Request -
Can you copy out the rows starting at the very first one and ending at the line that contains "81], [161, 63]]", both ends included, with the requests kept as they are? In the answers, rescale each x and y coordinate by multiplying it by 1.1 and rounding to a whole number, with halves rounded up.

Provided material -
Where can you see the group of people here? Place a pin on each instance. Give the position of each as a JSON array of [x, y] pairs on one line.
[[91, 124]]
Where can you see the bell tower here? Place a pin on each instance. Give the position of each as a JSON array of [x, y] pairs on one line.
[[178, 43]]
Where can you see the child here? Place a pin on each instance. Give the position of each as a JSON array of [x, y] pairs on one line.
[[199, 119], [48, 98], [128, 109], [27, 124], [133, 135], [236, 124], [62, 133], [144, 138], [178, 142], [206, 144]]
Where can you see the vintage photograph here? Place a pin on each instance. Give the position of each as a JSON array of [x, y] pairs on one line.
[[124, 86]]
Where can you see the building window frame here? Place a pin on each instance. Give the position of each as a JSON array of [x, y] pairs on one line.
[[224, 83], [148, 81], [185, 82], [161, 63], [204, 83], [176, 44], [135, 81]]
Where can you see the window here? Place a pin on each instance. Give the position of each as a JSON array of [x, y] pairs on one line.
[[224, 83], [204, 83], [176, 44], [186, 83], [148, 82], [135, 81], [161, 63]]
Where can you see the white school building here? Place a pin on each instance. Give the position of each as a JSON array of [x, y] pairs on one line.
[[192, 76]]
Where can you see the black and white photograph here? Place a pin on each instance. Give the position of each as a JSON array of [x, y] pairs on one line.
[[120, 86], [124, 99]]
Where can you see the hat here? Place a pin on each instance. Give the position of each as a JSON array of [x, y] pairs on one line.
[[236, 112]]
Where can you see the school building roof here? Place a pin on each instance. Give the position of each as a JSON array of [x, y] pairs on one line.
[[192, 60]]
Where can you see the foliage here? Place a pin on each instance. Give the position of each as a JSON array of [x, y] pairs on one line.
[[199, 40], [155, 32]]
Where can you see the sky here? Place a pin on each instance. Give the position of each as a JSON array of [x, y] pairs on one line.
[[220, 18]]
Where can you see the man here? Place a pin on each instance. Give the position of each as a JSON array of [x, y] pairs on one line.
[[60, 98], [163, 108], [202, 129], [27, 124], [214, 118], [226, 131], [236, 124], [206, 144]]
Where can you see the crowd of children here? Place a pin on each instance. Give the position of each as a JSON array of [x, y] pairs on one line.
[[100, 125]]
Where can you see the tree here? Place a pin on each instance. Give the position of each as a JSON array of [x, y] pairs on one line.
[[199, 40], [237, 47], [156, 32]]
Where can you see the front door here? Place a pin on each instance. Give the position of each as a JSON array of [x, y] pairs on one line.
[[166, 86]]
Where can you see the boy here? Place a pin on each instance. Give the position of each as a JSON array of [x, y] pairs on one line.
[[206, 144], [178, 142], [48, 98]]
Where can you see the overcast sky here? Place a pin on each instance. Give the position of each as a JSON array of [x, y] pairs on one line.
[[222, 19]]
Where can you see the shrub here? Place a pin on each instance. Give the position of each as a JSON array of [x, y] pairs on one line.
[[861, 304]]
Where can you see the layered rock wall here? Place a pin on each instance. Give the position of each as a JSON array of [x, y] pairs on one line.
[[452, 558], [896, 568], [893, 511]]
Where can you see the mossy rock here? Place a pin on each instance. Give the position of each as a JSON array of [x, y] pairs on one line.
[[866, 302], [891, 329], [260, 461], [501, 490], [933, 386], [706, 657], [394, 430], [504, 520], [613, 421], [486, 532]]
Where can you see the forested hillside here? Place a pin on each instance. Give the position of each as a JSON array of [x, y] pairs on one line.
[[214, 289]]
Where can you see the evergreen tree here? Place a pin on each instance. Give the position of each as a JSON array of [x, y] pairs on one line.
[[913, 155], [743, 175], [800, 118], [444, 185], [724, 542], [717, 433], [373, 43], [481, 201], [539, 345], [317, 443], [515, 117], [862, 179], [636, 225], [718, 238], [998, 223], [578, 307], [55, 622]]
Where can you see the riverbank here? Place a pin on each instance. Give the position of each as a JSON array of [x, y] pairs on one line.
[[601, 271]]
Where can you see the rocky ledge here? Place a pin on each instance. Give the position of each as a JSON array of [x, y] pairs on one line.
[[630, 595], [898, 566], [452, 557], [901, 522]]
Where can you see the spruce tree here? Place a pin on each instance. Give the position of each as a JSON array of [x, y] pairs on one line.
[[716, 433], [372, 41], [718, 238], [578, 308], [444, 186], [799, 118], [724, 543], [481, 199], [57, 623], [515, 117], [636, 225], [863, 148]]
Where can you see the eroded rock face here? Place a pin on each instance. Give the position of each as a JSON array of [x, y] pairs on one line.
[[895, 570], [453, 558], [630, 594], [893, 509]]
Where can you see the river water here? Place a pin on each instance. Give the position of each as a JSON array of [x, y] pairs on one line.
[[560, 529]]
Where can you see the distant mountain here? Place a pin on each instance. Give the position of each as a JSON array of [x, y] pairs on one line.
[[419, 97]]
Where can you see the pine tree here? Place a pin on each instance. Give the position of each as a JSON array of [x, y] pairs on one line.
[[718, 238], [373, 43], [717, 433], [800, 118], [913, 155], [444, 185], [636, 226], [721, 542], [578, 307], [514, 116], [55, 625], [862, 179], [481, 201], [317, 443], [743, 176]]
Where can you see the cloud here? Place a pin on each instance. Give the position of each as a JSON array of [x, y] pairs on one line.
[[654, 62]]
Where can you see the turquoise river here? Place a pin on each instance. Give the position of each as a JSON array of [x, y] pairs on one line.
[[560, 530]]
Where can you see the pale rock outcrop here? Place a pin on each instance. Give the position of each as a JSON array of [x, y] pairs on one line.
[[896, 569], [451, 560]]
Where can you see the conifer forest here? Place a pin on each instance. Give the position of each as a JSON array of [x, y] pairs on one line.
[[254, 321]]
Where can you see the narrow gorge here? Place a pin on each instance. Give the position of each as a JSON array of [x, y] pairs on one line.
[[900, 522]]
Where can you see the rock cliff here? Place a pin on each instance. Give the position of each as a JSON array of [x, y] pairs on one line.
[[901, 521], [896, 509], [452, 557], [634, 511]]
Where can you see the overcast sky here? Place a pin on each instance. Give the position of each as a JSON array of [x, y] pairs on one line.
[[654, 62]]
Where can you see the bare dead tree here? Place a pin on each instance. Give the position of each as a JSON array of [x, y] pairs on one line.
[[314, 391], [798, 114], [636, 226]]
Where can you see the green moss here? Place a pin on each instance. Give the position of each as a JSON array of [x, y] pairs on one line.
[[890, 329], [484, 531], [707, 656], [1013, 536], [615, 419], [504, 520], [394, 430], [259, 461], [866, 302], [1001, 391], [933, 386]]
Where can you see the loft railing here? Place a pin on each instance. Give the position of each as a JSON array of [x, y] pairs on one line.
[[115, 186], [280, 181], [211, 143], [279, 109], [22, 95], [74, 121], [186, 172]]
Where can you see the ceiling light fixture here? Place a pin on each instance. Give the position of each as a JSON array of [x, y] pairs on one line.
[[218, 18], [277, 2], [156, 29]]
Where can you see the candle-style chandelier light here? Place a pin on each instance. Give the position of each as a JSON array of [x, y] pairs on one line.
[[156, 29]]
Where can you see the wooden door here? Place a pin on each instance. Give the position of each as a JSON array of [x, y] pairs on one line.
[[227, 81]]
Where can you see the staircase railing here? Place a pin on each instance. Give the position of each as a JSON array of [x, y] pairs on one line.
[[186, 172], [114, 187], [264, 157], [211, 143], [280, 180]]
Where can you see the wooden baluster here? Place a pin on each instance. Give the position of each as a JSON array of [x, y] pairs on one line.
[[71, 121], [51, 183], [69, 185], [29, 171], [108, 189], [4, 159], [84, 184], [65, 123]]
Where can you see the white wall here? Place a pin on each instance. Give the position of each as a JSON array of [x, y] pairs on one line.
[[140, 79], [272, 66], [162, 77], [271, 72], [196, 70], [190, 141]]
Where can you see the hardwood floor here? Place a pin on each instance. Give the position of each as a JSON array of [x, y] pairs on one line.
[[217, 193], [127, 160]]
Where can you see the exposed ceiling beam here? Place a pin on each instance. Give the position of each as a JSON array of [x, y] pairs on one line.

Solution to this exercise -
Where can you see the group of people here? Place a pin on each instance. Give the position of each as a JSON array of [x, y] pairs on one line.
[[100, 136]]
Where can you see the bell tower here? Place a pin on each instance. Give the position of each as a JSON array of [x, y] pairs on one line.
[[196, 47]]
Where can you see the child here? Place a pin on each instance. Give the position of each as a JSON array of [x, y] pairs on one line.
[[219, 131], [53, 108], [141, 120], [30, 136], [146, 149], [260, 136], [68, 146], [158, 152], [196, 156], [227, 158]]
Where can you see the vintage photograph here? Place a pin on each instance. Give the position of each as a JSON array of [x, y] pairs on one line.
[[136, 95]]
Where can you see the building window frame here? Place a pin on each instance. Give the position of each as a JSON array of [x, y] pairs on one line.
[[246, 91], [163, 89], [204, 90], [177, 69], [224, 91], [194, 48], [149, 89]]
Where can you see the window here? Place a pin on each instance. Give the position of each as a JSON array of [x, y] pairs on one line.
[[246, 91], [224, 91], [194, 48], [205, 91], [163, 90], [149, 89], [177, 69]]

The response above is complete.